Saved entries:

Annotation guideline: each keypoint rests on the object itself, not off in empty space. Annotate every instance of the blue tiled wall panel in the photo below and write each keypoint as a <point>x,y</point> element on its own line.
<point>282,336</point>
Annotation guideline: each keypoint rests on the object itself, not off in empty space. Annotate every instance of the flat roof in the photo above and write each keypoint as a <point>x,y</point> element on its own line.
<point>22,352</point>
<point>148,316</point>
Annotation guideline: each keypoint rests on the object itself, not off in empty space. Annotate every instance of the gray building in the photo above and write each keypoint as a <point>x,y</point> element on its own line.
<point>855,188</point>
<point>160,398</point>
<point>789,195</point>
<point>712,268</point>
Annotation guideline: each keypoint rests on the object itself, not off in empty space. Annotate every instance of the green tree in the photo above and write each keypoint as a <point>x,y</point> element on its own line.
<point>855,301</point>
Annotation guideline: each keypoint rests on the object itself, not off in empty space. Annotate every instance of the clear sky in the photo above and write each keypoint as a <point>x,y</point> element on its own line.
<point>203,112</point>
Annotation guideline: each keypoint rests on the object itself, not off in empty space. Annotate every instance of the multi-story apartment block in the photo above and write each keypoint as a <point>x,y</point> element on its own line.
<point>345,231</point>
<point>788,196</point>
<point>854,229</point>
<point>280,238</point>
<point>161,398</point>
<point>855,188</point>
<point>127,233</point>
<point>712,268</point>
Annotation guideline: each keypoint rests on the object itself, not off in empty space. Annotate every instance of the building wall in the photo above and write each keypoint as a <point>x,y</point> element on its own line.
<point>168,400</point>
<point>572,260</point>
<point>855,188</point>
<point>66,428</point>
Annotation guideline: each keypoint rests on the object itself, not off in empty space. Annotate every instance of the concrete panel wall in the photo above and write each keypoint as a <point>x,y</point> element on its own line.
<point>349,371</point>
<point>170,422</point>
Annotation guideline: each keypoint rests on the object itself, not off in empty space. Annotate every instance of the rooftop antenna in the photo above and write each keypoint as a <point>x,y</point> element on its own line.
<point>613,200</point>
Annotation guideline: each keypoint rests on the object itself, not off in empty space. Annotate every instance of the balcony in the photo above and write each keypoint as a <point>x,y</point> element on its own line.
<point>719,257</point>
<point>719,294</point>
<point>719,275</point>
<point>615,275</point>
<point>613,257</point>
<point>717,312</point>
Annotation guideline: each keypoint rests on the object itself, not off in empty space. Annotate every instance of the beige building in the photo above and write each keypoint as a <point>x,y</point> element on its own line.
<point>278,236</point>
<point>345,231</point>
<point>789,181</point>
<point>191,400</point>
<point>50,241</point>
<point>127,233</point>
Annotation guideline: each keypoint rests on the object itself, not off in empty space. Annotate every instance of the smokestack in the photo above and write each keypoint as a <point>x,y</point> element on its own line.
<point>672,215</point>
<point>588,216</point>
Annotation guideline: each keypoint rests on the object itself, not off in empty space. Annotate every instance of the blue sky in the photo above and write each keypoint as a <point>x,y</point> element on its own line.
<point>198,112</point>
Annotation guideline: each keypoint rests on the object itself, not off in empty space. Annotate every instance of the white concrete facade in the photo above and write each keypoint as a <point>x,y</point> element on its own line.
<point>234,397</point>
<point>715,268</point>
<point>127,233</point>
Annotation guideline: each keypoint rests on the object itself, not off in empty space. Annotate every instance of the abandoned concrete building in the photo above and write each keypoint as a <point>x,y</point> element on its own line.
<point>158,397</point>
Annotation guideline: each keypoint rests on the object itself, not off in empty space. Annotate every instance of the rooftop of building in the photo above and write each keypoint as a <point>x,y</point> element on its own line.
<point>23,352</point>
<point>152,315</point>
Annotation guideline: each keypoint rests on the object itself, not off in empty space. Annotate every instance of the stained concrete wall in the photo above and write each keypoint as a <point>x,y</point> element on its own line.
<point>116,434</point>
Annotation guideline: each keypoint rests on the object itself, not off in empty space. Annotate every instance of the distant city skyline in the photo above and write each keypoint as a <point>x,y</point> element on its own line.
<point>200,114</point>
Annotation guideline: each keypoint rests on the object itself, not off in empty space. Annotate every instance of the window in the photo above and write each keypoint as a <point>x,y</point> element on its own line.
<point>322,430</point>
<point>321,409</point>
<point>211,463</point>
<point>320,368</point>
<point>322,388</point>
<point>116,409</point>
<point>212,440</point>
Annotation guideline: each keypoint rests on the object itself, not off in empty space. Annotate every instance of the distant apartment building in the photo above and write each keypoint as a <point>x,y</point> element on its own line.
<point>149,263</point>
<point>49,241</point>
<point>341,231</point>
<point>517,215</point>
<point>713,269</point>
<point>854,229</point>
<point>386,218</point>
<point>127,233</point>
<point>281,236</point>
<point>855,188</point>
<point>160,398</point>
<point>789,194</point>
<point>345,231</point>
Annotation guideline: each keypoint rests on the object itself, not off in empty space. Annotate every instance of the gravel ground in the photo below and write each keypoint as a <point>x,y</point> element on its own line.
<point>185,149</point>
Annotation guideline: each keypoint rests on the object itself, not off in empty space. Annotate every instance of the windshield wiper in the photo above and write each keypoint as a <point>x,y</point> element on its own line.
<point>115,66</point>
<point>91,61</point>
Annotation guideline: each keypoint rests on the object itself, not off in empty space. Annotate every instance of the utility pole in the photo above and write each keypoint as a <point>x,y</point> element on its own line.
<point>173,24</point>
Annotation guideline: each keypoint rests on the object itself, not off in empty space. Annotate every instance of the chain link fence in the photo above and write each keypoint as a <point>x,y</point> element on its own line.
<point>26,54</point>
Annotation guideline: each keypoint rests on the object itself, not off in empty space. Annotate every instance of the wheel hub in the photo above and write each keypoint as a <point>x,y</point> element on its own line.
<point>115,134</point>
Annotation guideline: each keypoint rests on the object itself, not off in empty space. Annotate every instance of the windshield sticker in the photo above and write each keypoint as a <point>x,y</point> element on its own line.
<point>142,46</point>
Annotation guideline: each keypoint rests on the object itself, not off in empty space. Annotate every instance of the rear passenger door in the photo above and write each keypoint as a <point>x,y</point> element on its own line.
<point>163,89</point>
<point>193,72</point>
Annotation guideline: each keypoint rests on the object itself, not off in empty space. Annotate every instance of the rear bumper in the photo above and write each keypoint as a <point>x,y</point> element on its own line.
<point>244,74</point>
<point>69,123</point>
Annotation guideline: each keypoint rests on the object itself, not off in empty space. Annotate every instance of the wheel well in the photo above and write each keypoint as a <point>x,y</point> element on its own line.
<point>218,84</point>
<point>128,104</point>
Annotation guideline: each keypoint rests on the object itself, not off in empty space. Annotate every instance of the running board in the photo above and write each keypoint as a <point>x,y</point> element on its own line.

#### What you have to do
Reproduce every one of the items above word for word, keeping their original order.

#### Result for this exercise
Annotation guideline: each keypoint rests on the object itself, not off in empty space. Annotate every instance of the blue tiled wall panel in the photo below and write each keypoint as a <point>x,y</point> element on its own line.
<point>282,336</point>
Annotation guideline: each keypoint rests on the object itself, not off in empty space. Annotate every instance of the flat roof in the photo above and write each keypoint as a <point>x,y</point> element on its own line.
<point>22,352</point>
<point>148,316</point>
Annotation guideline: each keypoint rests on the object itself, not off in empty space. Annotate every instance of the gray building in the photo above and write each keypoint as a <point>x,y</point> element on its own line.
<point>855,188</point>
<point>160,398</point>
<point>789,195</point>
<point>712,268</point>
Annotation guideline: each keypoint rests on the object itself, not off in empty space. Annotate every instance of the green tree in the photo above and write each keypoint as a <point>x,y</point> element on its own line.
<point>855,301</point>
Annotation guideline: each keypoint rests on the object itself, not off in empty space. Annotate every instance of the clear sky in the photo above and write each keypoint as a <point>x,y</point> element on its own line.
<point>203,112</point>
Annotation guideline: each keypoint rests on the object itself, not off in empty space. Annotate every instance of the multi-story apartment block in the photo above and write each keypoint as a <point>x,y</point> element on its own line.
<point>345,231</point>
<point>788,196</point>
<point>854,229</point>
<point>280,238</point>
<point>161,398</point>
<point>855,188</point>
<point>127,233</point>
<point>712,268</point>
Annotation guideline: each keypoint rests on the object itself, not off in empty space. Annotate every instance of the building wall in the photo above and write each keypoint as a <point>x,y</point> element on its own line.
<point>168,400</point>
<point>572,260</point>
<point>855,188</point>
<point>66,428</point>
Annotation guideline: each keypoint rests on the object itself, not off in empty space. Annotate every instance of the concrete panel wall in the photo above and write each keypoint as a <point>x,y</point> element on its own line.
<point>349,371</point>
<point>170,422</point>
Annotation guideline: each keypoint rests on the object itself, not off in empty space. Annotate every instance of the rooftop antenna in the photo above and write each keypoint as a <point>x,y</point> element on its own line.
<point>613,200</point>
Annotation guideline: each keypoint rests on the object itself, not off in empty space. Annotate every instance of the balcony in the photo above and write each keypoint as a <point>x,y</point> element on its own line.
<point>719,257</point>
<point>719,294</point>
<point>719,275</point>
<point>615,275</point>
<point>613,257</point>
<point>717,312</point>
Annotation guideline: each keypoint rests on the object itself, not off in empty space. Annotate every instance of the beige building in the photo above and write each keypoint as a <point>x,y</point> element on its own line.
<point>278,236</point>
<point>345,231</point>
<point>789,181</point>
<point>191,400</point>
<point>50,241</point>
<point>127,233</point>
Annotation guideline: each keypoint rests on the object itself, not off in empty space. Annotate every instance of the smokestack in the photo above and write each keypoint as a <point>x,y</point> element on its own line.
<point>672,215</point>
<point>588,216</point>
Annotation guideline: each keypoint rests on the object itself, not off in empty space. Annotate every instance of the blue sky in the photo above and write each keypoint as a <point>x,y</point> element on its own line.
<point>198,112</point>
Annotation guideline: each keypoint rests on the object itself, not off in empty space. Annotate every instance of the white concrete facade in the photo above and write each keypoint as a <point>x,y</point> element on its own line.
<point>234,397</point>
<point>715,268</point>
<point>127,233</point>
Annotation guideline: each keypoint rests on the object itself, not off in empty space. Annotate every instance of the abandoned concrete building in the photo above and write each keypoint as a <point>x,y</point> element on its own line.
<point>158,397</point>
Annotation guideline: each keypoint rests on the object itself, not off in empty space. Annotate every instance of the rooftop of building in the photo above and write each keypoint as a <point>x,y</point> element on its own line.
<point>23,352</point>
<point>152,315</point>
Annotation guideline: each keypoint rests on the object itself, not off in empty space. Annotate every instance of the stained concrete wall in the photo above and write each keypoint as a <point>x,y</point> element on its own line.
<point>116,434</point>
Annotation guideline: each keypoint rests on the object itself, not off in empty space. Annotate every instance of the distant city skyline in the photo above and write each keypoint as a <point>x,y</point> element on its own line.
<point>200,114</point>
Annotation guideline: each keypoint rests on the object itself, not off in empty space. Annotate every instance of the window in the photo above and write each keypoint as a <point>x,y</point> element on its own line.
<point>322,430</point>
<point>321,409</point>
<point>211,463</point>
<point>320,368</point>
<point>322,388</point>
<point>116,409</point>
<point>212,440</point>
Annotation guideline: each keypoint rests on the object itself, not off in empty space. Annotate every instance of the distant apartment building in the photo above and write each keypoint as a <point>x,y</point> element on its own line.
<point>149,263</point>
<point>49,241</point>
<point>341,231</point>
<point>517,215</point>
<point>713,269</point>
<point>854,229</point>
<point>386,218</point>
<point>127,233</point>
<point>281,236</point>
<point>855,188</point>
<point>160,398</point>
<point>789,194</point>
<point>345,231</point>
Annotation guideline: each keypoint rests on the object itself, not off in empty space. Annotate every instance of the gravel ground in the photo below and write each keypoint as a <point>x,y</point> element on its own line.
<point>185,149</point>
Annotation guideline: each keypoint rests on the object itself, not off in empty space. Annotate every instance of the windshield wiper in the photo above and write each keypoint as a <point>x,y</point> element on its own line.
<point>115,66</point>
<point>91,61</point>
Annotation guideline: each keypoint rests on the object itself, not off in empty space. Annotate every instance of the utility pole in the photo above and write each keypoint as a <point>x,y</point> element on its own line.
<point>173,24</point>
Annotation guideline: each keypoint rests on the object itself, not off in empty space. Annotate every instance of the chain link fence in the photo above and write each keypoint as a <point>x,y</point> element on its own line.
<point>26,54</point>
Annotation guideline: each keypoint rests on the object itself, not off in empty space. Annotate every instance of the wheel hub in the photo above and write each keypoint as a <point>x,y</point> element on its own line.
<point>115,134</point>
Annotation guideline: each keypoint rests on the object itself, not off in empty space. Annotate every instance of the windshield sticker in the photo above and write each keypoint as a <point>x,y</point> element on its own line.
<point>142,46</point>
Annotation guideline: each keypoint rests on the object itself, not off in empty space. Annotate every instance of the rear passenger door in the photo above and write each keypoint as a <point>x,y</point> element on its own line.
<point>163,89</point>
<point>193,72</point>
Annotation guideline: each keypoint rests on the object itself, not off in empty space. Annotate every instance of the rear bumper in the photo above and write each keypoint as a <point>x,y</point> element on its own line.
<point>244,74</point>
<point>69,123</point>
Annotation guideline: each keypoint rests on the object itself, not off in empty space. Annotate every instance of the wheel well in the photo above and write each keypoint as a <point>x,y</point> element on its own line.
<point>218,84</point>
<point>128,104</point>
Annotation guideline: each keypoint rests on the object itself, not off in empty space. Annotate every instance of the running board in the photo above and write each keypoint as a <point>x,y</point> element on its own line.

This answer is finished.